§ Stored data:
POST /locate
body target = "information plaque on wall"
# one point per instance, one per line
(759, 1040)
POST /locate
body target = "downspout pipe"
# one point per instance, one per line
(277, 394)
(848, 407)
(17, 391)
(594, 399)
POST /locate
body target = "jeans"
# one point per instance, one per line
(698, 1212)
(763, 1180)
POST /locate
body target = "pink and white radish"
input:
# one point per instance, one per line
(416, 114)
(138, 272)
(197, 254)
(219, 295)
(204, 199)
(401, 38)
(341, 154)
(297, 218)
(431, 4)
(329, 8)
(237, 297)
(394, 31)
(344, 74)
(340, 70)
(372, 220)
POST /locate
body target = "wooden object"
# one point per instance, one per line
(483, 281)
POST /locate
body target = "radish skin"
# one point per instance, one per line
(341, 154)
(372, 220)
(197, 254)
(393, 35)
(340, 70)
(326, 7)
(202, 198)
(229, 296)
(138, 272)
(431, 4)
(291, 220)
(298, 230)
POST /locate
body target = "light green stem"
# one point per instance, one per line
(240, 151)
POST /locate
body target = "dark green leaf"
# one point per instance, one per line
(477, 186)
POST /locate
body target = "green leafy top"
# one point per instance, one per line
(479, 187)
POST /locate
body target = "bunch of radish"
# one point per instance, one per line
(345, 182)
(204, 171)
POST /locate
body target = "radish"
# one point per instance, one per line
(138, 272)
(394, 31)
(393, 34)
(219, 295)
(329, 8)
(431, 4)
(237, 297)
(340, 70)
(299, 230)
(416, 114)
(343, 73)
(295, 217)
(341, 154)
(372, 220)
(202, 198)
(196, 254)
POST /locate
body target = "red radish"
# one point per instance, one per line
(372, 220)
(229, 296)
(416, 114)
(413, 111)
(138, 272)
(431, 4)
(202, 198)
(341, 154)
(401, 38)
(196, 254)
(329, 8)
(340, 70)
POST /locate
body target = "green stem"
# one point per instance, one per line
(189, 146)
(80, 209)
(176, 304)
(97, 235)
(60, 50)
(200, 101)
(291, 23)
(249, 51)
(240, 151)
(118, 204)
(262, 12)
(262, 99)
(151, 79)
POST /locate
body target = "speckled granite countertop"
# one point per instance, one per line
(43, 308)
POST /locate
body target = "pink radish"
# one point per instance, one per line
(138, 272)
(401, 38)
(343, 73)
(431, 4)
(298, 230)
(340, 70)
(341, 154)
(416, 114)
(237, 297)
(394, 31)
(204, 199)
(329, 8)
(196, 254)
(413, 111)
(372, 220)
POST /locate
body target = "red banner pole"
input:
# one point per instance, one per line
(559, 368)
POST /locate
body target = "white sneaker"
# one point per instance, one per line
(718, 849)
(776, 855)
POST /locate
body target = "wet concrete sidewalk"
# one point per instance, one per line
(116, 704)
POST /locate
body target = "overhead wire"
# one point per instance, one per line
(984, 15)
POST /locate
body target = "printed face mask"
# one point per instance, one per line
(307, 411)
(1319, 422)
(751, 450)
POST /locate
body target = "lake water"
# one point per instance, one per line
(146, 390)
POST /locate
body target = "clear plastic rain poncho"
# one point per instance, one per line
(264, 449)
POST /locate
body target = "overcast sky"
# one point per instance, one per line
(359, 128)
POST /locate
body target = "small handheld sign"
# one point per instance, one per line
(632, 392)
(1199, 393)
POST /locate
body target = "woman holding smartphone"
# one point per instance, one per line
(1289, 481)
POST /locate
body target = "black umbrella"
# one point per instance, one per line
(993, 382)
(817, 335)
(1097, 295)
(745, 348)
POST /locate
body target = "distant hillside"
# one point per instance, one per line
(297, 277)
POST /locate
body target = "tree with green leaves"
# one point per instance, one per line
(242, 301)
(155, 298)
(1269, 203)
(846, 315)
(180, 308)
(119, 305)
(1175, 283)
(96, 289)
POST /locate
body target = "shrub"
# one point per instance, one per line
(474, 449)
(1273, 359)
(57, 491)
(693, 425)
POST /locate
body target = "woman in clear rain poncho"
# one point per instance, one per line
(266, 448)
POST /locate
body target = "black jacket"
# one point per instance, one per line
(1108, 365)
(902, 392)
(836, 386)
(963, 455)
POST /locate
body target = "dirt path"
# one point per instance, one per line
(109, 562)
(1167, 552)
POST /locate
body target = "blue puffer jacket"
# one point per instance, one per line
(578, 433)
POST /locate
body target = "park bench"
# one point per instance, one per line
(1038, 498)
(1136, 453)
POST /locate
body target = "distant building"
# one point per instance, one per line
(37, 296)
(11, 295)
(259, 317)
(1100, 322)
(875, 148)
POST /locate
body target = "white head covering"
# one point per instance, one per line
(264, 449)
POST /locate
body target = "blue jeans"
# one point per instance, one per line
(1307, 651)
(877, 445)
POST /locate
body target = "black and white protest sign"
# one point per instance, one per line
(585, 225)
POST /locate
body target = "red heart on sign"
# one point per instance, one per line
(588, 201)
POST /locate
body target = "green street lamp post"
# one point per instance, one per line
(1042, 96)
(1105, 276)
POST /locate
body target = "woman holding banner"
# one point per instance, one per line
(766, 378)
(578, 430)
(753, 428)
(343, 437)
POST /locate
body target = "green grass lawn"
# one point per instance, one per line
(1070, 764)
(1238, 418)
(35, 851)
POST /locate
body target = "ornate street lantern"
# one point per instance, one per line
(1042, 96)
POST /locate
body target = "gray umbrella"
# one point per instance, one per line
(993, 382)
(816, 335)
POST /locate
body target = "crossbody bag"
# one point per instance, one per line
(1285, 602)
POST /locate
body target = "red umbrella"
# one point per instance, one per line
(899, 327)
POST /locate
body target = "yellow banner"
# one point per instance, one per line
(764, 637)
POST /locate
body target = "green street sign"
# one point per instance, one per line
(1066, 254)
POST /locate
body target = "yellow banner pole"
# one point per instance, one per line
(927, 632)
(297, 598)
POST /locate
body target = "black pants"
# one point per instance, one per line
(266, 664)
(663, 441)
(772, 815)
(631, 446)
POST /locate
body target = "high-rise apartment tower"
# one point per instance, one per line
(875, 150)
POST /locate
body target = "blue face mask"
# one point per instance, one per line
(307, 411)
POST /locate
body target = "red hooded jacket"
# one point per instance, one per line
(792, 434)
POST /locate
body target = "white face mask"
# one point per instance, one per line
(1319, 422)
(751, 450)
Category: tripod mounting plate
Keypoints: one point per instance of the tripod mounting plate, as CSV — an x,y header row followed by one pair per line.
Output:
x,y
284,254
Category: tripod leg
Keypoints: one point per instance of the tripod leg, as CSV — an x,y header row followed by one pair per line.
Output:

§ What the task requires: Could you give again exactly the lines from the line containing "Category: tripod mounting plate" through the final line of the data above, and no others?

§ Task result:
Category: tripod mounting plate
Keypoints: one point per instance of the tripod mounting plate, as CSV — an x,y header row followed by one pair per line.
Output:
x,y
284,254
Category: tripod leg
Keypoints: one point per instance of the tripod leg, as CSV — an x,y header row followed by one pair per line.
Output:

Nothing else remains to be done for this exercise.